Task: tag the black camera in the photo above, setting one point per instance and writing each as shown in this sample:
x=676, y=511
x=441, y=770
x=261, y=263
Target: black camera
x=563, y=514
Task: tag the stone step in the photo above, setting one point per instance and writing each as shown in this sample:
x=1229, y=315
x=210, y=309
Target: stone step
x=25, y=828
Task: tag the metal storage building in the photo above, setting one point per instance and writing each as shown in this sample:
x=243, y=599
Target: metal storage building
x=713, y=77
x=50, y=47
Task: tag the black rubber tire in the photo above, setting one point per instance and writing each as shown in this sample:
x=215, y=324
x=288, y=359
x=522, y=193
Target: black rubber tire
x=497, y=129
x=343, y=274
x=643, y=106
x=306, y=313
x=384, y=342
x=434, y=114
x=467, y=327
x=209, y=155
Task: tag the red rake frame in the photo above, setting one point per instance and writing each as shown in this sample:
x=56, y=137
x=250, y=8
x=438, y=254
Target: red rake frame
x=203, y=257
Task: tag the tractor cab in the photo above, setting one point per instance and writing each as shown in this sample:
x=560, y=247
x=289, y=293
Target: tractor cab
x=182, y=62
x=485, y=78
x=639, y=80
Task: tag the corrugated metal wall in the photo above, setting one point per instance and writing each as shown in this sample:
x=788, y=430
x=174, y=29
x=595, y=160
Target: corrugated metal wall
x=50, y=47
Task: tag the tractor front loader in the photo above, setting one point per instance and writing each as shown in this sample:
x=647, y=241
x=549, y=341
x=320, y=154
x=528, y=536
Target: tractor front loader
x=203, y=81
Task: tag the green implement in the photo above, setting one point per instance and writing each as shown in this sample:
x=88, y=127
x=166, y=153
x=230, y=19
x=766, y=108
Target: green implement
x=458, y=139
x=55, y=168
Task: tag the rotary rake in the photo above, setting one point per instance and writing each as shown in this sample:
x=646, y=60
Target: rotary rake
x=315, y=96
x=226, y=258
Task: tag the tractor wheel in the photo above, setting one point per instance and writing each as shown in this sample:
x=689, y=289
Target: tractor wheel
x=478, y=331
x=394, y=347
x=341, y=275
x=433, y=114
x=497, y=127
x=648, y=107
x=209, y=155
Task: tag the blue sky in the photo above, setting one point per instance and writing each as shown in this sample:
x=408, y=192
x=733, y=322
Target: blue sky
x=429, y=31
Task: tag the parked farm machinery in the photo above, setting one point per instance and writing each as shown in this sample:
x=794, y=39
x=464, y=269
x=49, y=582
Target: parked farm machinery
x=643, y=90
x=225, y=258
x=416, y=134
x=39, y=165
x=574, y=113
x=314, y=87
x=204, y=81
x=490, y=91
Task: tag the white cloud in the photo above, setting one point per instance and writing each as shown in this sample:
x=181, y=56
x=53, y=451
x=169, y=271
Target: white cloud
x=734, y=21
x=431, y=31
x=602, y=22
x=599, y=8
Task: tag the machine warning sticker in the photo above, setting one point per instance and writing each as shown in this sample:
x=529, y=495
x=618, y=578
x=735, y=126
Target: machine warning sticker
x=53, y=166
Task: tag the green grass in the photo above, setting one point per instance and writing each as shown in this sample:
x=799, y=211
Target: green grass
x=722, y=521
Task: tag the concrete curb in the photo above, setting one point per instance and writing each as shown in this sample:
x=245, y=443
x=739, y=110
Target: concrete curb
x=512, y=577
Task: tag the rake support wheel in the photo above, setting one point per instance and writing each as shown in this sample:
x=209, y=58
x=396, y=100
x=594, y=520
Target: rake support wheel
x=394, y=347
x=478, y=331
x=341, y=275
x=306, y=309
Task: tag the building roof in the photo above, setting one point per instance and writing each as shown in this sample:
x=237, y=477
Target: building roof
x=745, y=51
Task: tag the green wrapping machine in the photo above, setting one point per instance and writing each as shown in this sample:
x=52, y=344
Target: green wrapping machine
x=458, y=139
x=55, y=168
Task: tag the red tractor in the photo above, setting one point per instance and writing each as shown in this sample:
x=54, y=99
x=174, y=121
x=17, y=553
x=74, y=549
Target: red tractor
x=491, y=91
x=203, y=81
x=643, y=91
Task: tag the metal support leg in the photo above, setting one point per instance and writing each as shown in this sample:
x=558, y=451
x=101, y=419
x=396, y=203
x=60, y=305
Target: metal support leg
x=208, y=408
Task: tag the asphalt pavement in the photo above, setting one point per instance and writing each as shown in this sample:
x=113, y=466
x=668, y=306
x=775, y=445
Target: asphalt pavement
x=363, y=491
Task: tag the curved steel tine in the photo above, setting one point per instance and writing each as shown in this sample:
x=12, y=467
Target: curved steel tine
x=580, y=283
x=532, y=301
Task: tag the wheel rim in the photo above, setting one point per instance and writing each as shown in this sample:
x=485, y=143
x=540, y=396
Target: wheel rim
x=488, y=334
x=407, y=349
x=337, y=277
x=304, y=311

- - - - -

● **What to produce**: Update all of the data above so that every "photo above" becomes "image above", changing nothing else.

● **Correct response**:
Task: tag the black camera in the image above, setting one point per instance and writing each as shown in this sample:
x=676, y=511
x=441, y=770
x=261, y=263
Target: black camera
x=563, y=514
Task: tag the stone step in the image above, setting one point per instance and writing each as shown in this sample:
x=1229, y=315
x=210, y=309
Target: stone step
x=25, y=828
Task: tag the metal storage building in the image above, setting one point per instance and writing each as shown in this sample:
x=243, y=599
Target: metal storage building
x=713, y=77
x=50, y=47
Task: tag the black rubber tire in the image above, setting one point per instance and writing each as shown in this sample:
x=215, y=324
x=288, y=359
x=522, y=193
Target: black rubber tire
x=497, y=129
x=343, y=274
x=643, y=106
x=306, y=313
x=384, y=342
x=434, y=114
x=467, y=327
x=209, y=155
Task: tag the red rake frame in the image above, setting one point per instance and writing each as shown in this sample:
x=56, y=137
x=250, y=8
x=438, y=254
Target: red rake frame
x=203, y=257
Task: tag the tractor cab in the image above, setting one point per instance and writing each as shown in this sample:
x=560, y=247
x=289, y=293
Target: tractor cab
x=182, y=62
x=485, y=78
x=639, y=80
Task: tag the corrugated metal wall in the image above, setting one point per instance and writing each as shown in this sample:
x=788, y=430
x=174, y=29
x=595, y=160
Target: corrugated metal wall
x=50, y=47
Task: tag the tractor front loader in the image above, setting one point per instance and writing each as shown in this sample:
x=647, y=241
x=549, y=341
x=320, y=154
x=528, y=536
Target: tractor front loader
x=203, y=81
Task: tag the green implement in the image above, setting one point per instance and writing each as shown in this sample:
x=88, y=127
x=166, y=153
x=230, y=19
x=766, y=108
Target: green implement
x=458, y=139
x=55, y=168
Task: tag the rotary rake in the image above, setting one point per instance and writing each as shown in this sample:
x=646, y=60
Target: rotary rake
x=315, y=96
x=226, y=258
Task: tag the tractor wheel in the image above, setting one point per instance and writing each as shown in this sample:
x=689, y=289
Target: tractor wheel
x=478, y=331
x=394, y=347
x=341, y=275
x=433, y=114
x=497, y=127
x=648, y=107
x=209, y=155
Task: tag the blue sky in the image above, setting one point per instance and writing each as shown in this sample:
x=408, y=192
x=733, y=322
Target: blue sky
x=429, y=31
Task: tag the parked farm machinery in the image above, setting one point per instance and writing each as shown in this sample:
x=794, y=39
x=464, y=269
x=49, y=582
Target: parked farm machinery
x=643, y=90
x=225, y=258
x=416, y=134
x=39, y=165
x=574, y=113
x=314, y=87
x=204, y=81
x=490, y=91
Task: tag the white cloud in the image above, setting one point per instance and writing each as shown in this sample:
x=181, y=56
x=53, y=451
x=169, y=271
Target: white cloud
x=734, y=21
x=431, y=31
x=602, y=22
x=599, y=8
Task: tag the machine warning sticker in the image above, setting one point per instance and writing each as shown in this sample:
x=529, y=495
x=618, y=578
x=735, y=126
Target: machine warning sticker
x=53, y=166
Task: tag the green grass in the image above, setting one point per instance and writing each as shown in this sample:
x=799, y=211
Target: green grass
x=722, y=521
Task: tag the concrete curb in the image above, setting one point per instance and writing each as shown in this sample:
x=245, y=443
x=739, y=110
Target: concrete curb
x=512, y=577
Task: tag the rake support wheel in the image above, setting one point per instance and writing each as shown in this sample:
x=209, y=58
x=396, y=100
x=594, y=520
Target: rake support wheel
x=394, y=347
x=478, y=331
x=341, y=275
x=306, y=309
Task: tag the building roof in the image above, setting one point per instance and writing each as shown in this sample:
x=237, y=477
Target: building roof
x=745, y=51
Task: tag the green wrapping machine in the image above, setting one point per instance and writing each as shown in this sample:
x=52, y=344
Target: green wrapping machine
x=458, y=139
x=55, y=168
Task: tag the red tractor in the image above, setting one point per instance and writing each as shown in this sample:
x=54, y=99
x=174, y=121
x=17, y=553
x=74, y=549
Target: red tractor
x=491, y=91
x=203, y=81
x=643, y=91
Task: tag the metal support leg in the image above, setting one point per instance and writing each as shown in this sample:
x=558, y=451
x=101, y=419
x=396, y=203
x=60, y=305
Target: metal support leg
x=208, y=408
Task: tag the asphalt pavement in the image above, setting one point per instance and writing each as shown in this sample:
x=113, y=466
x=668, y=306
x=775, y=445
Target: asphalt pavement
x=363, y=491
Task: tag the curved steel tine in the image above, setting one point per instance and writing each as shown in this sample:
x=12, y=467
Target: curved steel tine
x=580, y=283
x=532, y=301
Task: tag the wheel rim in the image above, setting one point per instance and writing each as shown in this sample:
x=485, y=143
x=540, y=396
Target: wheel rim
x=488, y=334
x=407, y=349
x=337, y=277
x=304, y=311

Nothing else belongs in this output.